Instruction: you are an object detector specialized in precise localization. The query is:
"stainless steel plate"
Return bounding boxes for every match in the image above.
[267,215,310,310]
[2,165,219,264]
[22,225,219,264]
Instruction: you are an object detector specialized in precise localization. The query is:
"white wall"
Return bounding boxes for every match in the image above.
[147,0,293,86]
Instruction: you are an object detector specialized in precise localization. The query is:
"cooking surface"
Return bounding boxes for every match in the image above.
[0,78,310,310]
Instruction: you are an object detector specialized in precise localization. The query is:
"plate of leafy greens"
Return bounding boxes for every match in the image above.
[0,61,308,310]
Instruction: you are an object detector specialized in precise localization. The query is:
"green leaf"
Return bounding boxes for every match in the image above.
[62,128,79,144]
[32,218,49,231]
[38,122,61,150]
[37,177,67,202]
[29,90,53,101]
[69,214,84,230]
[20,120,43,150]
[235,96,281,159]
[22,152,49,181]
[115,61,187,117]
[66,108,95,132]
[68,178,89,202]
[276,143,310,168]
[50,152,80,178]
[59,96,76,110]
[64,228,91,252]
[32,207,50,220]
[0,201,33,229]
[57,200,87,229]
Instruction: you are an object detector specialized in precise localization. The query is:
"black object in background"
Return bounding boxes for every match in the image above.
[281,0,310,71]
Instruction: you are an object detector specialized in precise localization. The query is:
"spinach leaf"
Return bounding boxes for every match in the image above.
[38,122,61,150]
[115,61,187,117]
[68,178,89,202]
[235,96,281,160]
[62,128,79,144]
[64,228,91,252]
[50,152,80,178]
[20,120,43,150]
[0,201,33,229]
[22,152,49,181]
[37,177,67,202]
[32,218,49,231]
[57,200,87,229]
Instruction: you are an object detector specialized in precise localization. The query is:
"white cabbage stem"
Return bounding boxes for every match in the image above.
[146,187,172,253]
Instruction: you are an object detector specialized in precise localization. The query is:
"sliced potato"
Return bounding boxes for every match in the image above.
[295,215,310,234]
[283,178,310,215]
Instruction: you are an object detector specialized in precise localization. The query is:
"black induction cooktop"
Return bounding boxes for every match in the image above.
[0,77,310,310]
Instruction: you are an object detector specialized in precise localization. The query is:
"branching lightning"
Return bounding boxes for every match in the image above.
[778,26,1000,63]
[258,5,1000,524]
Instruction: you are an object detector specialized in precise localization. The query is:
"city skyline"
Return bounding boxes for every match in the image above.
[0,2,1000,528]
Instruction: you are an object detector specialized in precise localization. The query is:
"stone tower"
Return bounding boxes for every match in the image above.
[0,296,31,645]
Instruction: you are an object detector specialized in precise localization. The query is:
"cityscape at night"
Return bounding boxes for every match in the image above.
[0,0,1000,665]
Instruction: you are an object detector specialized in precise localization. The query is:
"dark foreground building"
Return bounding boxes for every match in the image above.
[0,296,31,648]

- _DESCRIPTION OF THE TASK_
Lay out the entries from the start through the line holding "[22,225,219,264]", inclusive, as a two-column CSV with the header names instruction and boxes. Give one row per entry, with its text and its answer each in a single quoted field and line breaks turned into spaces.

- _EXPECTED ANSWER_
instruction,boxes
"Instruction: you are an object detector specialized in precise localization. The query is: ""stainless steel plate"" Return bounding boxes for every match in the image above.","[267,215,310,310] [2,165,219,264] [22,225,219,264]"